● **EXERCISE**
All entries are to be retyped without alteration.

● **Referring expression data**
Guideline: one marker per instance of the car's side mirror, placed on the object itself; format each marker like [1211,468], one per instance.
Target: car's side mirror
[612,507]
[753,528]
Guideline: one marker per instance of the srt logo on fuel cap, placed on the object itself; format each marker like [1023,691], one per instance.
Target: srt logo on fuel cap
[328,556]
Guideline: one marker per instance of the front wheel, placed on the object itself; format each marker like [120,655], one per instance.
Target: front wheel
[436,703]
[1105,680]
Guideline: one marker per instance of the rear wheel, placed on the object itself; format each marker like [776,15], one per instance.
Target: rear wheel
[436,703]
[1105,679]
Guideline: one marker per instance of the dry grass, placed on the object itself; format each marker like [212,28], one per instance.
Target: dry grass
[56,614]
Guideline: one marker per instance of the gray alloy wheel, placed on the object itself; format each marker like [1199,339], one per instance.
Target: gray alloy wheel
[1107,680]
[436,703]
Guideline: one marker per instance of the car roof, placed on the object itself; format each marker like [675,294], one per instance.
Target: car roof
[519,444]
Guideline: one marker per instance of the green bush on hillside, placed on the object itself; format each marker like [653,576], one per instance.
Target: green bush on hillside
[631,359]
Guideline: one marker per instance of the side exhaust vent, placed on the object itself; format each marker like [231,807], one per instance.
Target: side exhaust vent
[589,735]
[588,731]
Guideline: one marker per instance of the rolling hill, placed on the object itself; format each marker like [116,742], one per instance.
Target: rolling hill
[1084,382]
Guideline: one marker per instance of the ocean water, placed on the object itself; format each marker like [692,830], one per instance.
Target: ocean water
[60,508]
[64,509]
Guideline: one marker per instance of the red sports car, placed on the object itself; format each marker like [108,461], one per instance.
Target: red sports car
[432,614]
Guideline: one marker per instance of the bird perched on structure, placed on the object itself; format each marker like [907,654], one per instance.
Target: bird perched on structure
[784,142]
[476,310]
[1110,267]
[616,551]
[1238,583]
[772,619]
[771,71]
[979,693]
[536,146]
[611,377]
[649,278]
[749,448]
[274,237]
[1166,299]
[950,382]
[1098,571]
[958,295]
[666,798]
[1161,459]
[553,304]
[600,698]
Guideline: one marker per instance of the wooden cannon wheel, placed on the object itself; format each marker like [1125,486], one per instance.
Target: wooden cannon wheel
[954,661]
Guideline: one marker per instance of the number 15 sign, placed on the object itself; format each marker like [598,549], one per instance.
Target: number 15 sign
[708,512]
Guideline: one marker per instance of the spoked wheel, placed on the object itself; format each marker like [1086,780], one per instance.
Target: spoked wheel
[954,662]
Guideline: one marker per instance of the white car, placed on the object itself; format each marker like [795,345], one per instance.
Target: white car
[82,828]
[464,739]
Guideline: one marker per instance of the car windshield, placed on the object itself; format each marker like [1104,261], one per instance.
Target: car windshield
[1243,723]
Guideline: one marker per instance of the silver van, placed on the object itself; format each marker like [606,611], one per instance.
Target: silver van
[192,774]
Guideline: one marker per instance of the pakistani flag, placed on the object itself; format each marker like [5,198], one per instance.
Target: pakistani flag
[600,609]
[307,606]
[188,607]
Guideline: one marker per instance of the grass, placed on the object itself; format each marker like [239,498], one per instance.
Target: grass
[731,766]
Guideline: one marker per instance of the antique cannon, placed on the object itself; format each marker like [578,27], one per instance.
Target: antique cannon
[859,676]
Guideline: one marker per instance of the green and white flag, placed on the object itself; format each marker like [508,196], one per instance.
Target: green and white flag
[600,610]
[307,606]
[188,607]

● **RESPONSE AREA**
Guideline: one marker per instance of the car's side mirror, placed on the object itself; format each marker like [1211,468], one per instance.
Target: car's side mirror
[612,507]
[753,528]
Guideline: one marker per instance of the srt logo on fuel cap, placed on the object itself; format each marker like [1023,691], one per instance.
Target: srt logo on fuel cap
[328,556]
Guideline: one marker per instance of the front wheel, placed on the object itself; format each marker like [120,655], one per instance.
Target: front wheel
[436,703]
[1105,680]
Guideline: one marker per instance of the rear wheel, placed on the object itself; format each marker like [776,15], one per instance.
Target: rear wheel
[436,703]
[1105,679]
Guideline: one marker per instance of the dry grass, placed on the object itself; format each marker like [212,28], one per instance.
Target: dry grass
[56,614]
Guideline: one marker per instance of the gray alloy wheel, placed on the object itself; format each marker like [1199,339], one per instance.
Target: gray alloy wheel
[1107,680]
[436,703]
Guideline: one marker per instance of the car roof, placed on the object itself; format each marker like [675,294], one per instance.
Target: car roof
[519,444]
Guideline: one marker per instance of the green bush on hillside, placed on the object itself; format each marker like [653,576], one per instance.
Target: green bush on hillside
[631,359]
Guideline: one marker per instance of the side exhaust vent, placed on the object itself; format each marker like [231,807], one per instance.
Target: side exhaust vent
[589,735]
[588,731]
Guideline: one marker per instance of the rolling hill, placed on the object itself; format each marker like [116,742], one per instance.
Target: rolling hill
[1084,382]
Guideline: one marker per instance of the ocean water, placed on the object itself; format each marker like [692,830], one per instance.
Target: ocean water
[60,508]
[64,509]
Guideline: one marker per instance of the red sports car, placed on the object itself; format each marker like [108,461], one per instance.
Target: red sports car
[432,614]
Guideline: one marker per instance of the bird perched on structure, placed on the object itself; format each marker like [907,654], one per instance.
Target: bird perched on structure
[784,142]
[476,310]
[1110,267]
[616,551]
[1238,583]
[772,619]
[771,71]
[979,693]
[536,146]
[611,377]
[649,278]
[749,448]
[274,237]
[1166,299]
[950,382]
[1098,571]
[958,295]
[666,798]
[1161,459]
[553,304]
[600,698]
Guideline: one marker per instance of the wooden cannon wheel, placed on the object itself; format each marker like [1125,486], one per instance.
Target: wooden cannon wheel
[954,661]
Guideline: one marker per instance of the number 15 sign, placed on the object itself; format each marker like [598,549], one per instance.
Target: number 15 sign
[708,512]
Guideline: one marker per instance of the spoked wheel, placed on the object itself; format each marker like [1086,780], one per instance.
Target: spoked wheel
[954,662]
Guideline: one marker per instance of the white car, placed on the object itself; format each marker like [795,345], one per instance.
Target: white car
[82,828]
[464,739]
Guideline: one marker per instance of the car windshield, placed on the object itself; format each marker like [1104,261], one per instance.
Target: car windshield
[1243,723]
Guideline: one marker per instance of the silver van, placed on the object itself; format each marker like [606,611], one per instance.
Target: silver van
[192,774]
Guideline: one marker per instance of the pakistani flag, placed on the object itself; format each marker like [5,198], one per instance.
Target: pakistani flag
[600,609]
[307,606]
[188,607]
Guideline: one marker per instance of the grass, placed on the object itself; format each marker like [239,498], one per instance.
Target: grass
[731,766]
Guideline: one marker per instance of the antique cannon, placed on the object itself; format each marker like [578,27], one per instance.
Target: antique cannon
[859,676]
Guideline: one marker per instance of the green and white flag, placed on the object itself; format each marker like [508,196], one per instance.
Target: green and white flag
[600,610]
[307,606]
[188,607]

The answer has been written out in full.